◆ Text shown

-- Begin --

# Barn Fire



## BWfarms (Aug 3, 2015)

A hay barn caught fire in Guilford County NC. Seems to be more and more common around here.

https://myfox8.com/2019/01/20/hay-barn-in-guilford-county-a-total-loss-after-fire/


----------



## Aaroncboo (Sep 21, 2014)

We lost one just north of here earlier this month. 30,000 bales gone. Really putting the squeeze on some larger stables around us who contracted with them. Scary stuff.


----------



## IHCman (Aug 27, 2011)

A dairy north of me had a hay barn burn up earlier this fall. They'd just rebuilt it the year before when it burned up the first time. Lost all their 2nd cutting alfalfa this last time.


----------



## Palmettokat (Jul 10, 2017)

Read this earlier and wondered the causes of hay fires. I know if too wet it can self ignite, know some barns with hay in them also have others sources of fire such as electrical lines or equipment that can fail also lightening but also know arson happens.

Understand wooden barns are more likely to burn over metal but steps do you take to prevent fires including arson?


----------



## MT hayer (Mar 1, 2014)

That is pretty sad. A lot of work to put good hay up! Yes wet hay can certainly cause this, especially grain hay. A few stacks burn to the ground every year here. You would think people would learn.

You would hope people aren't setting the fires. I would have to call them an ankle!! Reason being is it is 2 feet lower then the other part! Haha!


----------

-- End --

◆ Some records
-- Begin --

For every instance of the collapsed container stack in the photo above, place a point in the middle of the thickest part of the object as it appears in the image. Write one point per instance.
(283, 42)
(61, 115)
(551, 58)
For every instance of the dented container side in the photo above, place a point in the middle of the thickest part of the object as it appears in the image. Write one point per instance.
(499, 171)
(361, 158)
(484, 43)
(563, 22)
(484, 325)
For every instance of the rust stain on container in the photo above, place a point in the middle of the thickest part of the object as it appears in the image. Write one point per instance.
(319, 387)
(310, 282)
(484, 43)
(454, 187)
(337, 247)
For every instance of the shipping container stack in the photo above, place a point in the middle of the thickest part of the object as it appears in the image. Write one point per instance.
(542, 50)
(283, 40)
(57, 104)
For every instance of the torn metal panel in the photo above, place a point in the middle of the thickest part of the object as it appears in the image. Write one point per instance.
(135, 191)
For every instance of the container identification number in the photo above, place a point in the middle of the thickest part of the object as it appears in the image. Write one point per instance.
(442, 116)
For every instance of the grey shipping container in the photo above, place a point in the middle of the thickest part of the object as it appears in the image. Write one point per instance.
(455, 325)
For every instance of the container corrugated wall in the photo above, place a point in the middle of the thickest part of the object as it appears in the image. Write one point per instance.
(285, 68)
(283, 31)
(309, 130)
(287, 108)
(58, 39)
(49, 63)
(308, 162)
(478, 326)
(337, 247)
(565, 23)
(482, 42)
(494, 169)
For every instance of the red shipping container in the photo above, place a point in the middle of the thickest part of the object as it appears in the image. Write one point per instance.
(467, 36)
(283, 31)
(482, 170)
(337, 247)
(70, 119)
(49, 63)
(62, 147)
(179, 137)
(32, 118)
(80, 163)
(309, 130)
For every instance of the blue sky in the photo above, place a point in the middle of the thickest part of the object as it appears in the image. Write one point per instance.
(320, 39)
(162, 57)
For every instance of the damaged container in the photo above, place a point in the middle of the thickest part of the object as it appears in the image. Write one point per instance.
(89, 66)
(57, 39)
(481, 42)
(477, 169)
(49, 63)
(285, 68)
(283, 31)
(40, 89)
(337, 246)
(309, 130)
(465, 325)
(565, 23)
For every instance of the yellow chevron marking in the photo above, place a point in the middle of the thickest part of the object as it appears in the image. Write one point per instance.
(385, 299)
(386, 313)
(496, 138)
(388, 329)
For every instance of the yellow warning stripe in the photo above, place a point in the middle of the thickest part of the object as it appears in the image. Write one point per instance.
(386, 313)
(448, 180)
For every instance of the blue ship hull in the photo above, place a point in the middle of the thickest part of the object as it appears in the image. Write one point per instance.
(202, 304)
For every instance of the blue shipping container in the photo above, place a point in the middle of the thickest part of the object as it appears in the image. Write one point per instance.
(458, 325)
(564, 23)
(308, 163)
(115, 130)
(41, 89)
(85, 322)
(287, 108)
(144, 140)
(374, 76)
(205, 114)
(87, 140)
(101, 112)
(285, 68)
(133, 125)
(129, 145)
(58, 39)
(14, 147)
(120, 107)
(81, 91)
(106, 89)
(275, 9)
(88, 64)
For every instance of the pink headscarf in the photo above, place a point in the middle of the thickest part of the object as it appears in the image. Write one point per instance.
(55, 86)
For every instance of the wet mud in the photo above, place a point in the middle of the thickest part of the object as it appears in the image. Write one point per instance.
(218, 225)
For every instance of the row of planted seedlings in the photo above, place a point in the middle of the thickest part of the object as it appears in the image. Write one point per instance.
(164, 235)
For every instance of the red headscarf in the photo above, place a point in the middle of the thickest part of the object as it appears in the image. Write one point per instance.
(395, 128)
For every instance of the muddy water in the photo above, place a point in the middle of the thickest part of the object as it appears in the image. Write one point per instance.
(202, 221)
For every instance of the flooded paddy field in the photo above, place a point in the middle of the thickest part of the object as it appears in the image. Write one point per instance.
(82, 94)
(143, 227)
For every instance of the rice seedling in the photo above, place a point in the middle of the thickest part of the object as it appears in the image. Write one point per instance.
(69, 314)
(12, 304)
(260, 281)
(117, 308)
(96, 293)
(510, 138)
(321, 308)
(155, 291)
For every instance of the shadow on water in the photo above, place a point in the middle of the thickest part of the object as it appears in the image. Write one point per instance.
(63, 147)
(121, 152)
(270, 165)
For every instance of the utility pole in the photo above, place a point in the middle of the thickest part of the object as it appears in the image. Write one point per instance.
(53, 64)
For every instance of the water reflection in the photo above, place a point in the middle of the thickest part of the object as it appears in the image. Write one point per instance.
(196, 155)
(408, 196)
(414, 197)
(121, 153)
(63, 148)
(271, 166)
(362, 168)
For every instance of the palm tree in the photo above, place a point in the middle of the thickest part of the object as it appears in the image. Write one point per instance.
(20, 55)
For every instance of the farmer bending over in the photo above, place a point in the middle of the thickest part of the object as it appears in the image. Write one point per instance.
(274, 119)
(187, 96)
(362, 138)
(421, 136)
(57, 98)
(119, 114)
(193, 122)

-- End --

◆ List of tasks
a) In the barn fire thread, condense the paragraph beginning "A dairy north of me" into a short bulleted list that keeps its main facts.
b) Update the records between the line holding "For every instance of the palm" and the end of the records, inclusive, replacing "farmer" with "worker" and leaving all else unchanged. Return only those lines.

◆ Response list
a)
- A dairy north of the poster had a hay barn burn up earlier this fall.
- The barn had been rebuilt the year before, after it burned the first time.
- This time the dairy lost all its second-cutting alfalfa.

b)
For every instance of the palm tree in the photo above, place a point in the middle of the thickest part of the object as it appears in the image. Write one point per instance.
(20, 55)
For every instance of the worker bending over in the photo above, place a point in the middle of the thickest part of the object as it appears in the image. Write one point per instance.
(274, 119)
(187, 96)
(362, 138)
(421, 136)
(57, 98)
(119, 114)
(193, 122)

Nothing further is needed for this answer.